■ **Goal**: Copy every one of the records below line for line, changing nothing.

■ **Input data**:

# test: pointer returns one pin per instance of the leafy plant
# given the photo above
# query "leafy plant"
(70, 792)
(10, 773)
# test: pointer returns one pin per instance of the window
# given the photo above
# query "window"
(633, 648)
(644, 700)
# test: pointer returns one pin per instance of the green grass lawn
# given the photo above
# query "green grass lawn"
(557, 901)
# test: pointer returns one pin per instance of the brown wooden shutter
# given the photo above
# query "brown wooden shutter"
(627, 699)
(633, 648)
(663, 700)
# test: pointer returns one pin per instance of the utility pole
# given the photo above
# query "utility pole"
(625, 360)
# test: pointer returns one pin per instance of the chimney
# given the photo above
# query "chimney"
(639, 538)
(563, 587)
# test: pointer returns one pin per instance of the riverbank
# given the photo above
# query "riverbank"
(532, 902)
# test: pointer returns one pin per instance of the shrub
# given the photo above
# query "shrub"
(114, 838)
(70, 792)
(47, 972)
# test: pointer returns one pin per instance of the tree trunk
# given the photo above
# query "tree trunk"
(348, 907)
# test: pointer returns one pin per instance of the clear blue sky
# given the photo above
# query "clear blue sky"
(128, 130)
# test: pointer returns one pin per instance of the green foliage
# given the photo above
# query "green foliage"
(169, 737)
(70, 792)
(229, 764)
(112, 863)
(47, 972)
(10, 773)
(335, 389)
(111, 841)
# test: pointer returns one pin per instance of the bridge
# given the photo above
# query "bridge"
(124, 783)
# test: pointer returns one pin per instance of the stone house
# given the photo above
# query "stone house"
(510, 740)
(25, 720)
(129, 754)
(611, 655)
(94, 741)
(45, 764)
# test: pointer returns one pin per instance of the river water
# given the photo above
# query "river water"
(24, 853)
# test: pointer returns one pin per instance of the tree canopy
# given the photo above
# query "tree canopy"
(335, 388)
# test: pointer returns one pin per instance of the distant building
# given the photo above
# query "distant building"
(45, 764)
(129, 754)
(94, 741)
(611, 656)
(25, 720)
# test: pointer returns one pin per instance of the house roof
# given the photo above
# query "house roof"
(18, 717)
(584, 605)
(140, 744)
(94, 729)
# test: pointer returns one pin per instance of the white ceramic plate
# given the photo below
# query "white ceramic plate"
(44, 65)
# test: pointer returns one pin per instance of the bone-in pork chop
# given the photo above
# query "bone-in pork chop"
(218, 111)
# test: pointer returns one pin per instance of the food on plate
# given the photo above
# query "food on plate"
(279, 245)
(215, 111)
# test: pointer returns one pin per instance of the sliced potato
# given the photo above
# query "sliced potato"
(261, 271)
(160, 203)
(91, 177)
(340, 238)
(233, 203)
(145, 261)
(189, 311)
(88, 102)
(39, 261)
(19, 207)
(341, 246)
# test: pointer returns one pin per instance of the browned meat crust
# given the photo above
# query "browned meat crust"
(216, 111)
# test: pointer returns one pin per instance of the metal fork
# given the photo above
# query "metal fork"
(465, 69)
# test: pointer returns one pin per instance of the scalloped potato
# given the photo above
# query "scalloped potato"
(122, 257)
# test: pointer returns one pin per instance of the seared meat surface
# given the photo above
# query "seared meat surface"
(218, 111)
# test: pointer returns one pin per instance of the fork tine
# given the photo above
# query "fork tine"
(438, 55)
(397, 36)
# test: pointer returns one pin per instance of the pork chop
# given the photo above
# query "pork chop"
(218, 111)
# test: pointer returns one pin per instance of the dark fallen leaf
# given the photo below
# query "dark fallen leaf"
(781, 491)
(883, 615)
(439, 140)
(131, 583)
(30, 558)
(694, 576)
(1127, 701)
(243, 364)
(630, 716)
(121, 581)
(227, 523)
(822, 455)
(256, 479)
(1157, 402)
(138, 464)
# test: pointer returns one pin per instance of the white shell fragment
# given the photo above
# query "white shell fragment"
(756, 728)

■ **The output**:
# test: pointer returns one pin per instance of the leafy plant
# given the photo above
# query "leafy plant"
(70, 792)
(10, 773)
# test: pointer returns one pin per instance of the window
# given the photo above
# query "window"
(633, 648)
(644, 700)
# test: pointer returns one pin per instance of the green grass lawn
# given the photo above
# query "green grass lawn"
(557, 901)
# test: pointer returns one pin per instance of the brown wooden shutter
# given the photo above
# query "brown wooden shutter"
(627, 699)
(633, 648)
(663, 700)
# test: pointer returns one pin per instance of the utility pole
# given the photo above
# query "utility pole"
(625, 360)
# test: pointer returns one pin per instance of the chimney
# given the photo above
# query "chimney"
(639, 538)
(563, 587)
# test: pointer returns one pin per instance of the riverbank
# given the photo above
# query "riverbank"
(532, 902)
# test: pointer returns one pin per instance of the shrub
# given the photo above
# query "shrub"
(114, 838)
(70, 792)
(47, 972)
# test: pointer returns one pin per instance of the tree trunk
# given the photo above
# query "tree trunk"
(348, 907)
# test: pointer returns one pin per instance of the clear blue sky
# given the photo above
# query "clear blue sky"
(128, 130)
# test: pointer returns one pin per instance of the green foliage
# given the photo above
# query "green foliage"
(169, 737)
(70, 792)
(229, 764)
(112, 863)
(47, 972)
(10, 773)
(335, 389)
(111, 841)
# test: pointer returns one pin per instance of the bridge
# given the photo above
# query "bridge"
(124, 783)
# test: pointer returns one pin per instance of the stone house
# given the photo above
# query "stone house"
(510, 740)
(25, 720)
(129, 754)
(611, 655)
(94, 741)
(45, 764)
# test: pointer returns one pin per instance of the river water
# given the photo above
# query "river water"
(24, 853)
# test: pointer returns one pin per instance of the tree canopy
# given the photo above
# query "tree canopy"
(335, 388)
# test: pointer returns one pin per instance of the distant building
# given the photo above
# query "distant building"
(45, 764)
(129, 754)
(94, 741)
(611, 656)
(25, 720)
# test: pointer returns one pin per instance of the house roof
# given the photo above
# query "house roof"
(18, 717)
(584, 605)
(140, 744)
(94, 729)
# test: pointer returns one pin per instance of the white ceramic plate
# given the photo below
# query "white ceramic plate"
(44, 65)
# test: pointer returns one pin per instance of the bone-in pork chop
# given the photo above
# query "bone-in pork chop"
(218, 111)
# test: pointer returns one pin per instance of the food on plate
# given the photo above
# query "food on plate"
(279, 245)
(215, 111)
# test: pointer returns one pin per instance of the sliced potato
# given the photo above
# query "sliced potato"
(261, 271)
(160, 203)
(91, 177)
(340, 238)
(233, 203)
(145, 261)
(189, 311)
(88, 102)
(39, 261)
(19, 207)
(341, 246)
# test: pointer returns one pin per instance of the browned meat crust
# given the photo above
# query "browned meat crust"
(216, 111)
# test: pointer returns one pin per instance of the metal fork
# given the photo above
# query "metal fork"
(465, 69)
# test: pointer returns one pin per instance of the scalloped potato
# given the photo above
# query "scalloped potato"
(122, 257)
# test: pointer returns one pin per instance of the seared meat surface
# given the photo above
# query "seared meat surface"
(218, 111)
# test: pointer returns one pin per instance of the fork tine
# given the photo above
# query "fork tine"
(438, 55)
(397, 36)
# test: pointer returns one pin per instance of the pork chop
# given the photo above
# query "pork chop"
(218, 111)
# test: pointer returns one pin per instance of the dark fallen leaf
# given the photo below
# query "dark fallen leaf"
(781, 491)
(883, 615)
(439, 140)
(131, 583)
(30, 558)
(694, 576)
(1127, 701)
(243, 364)
(630, 716)
(121, 581)
(227, 523)
(822, 455)
(256, 479)
(1157, 402)
(138, 464)
# test: pointer returns one pin per instance of the white shell fragment
# given the photo above
# query "white shell fragment"
(756, 728)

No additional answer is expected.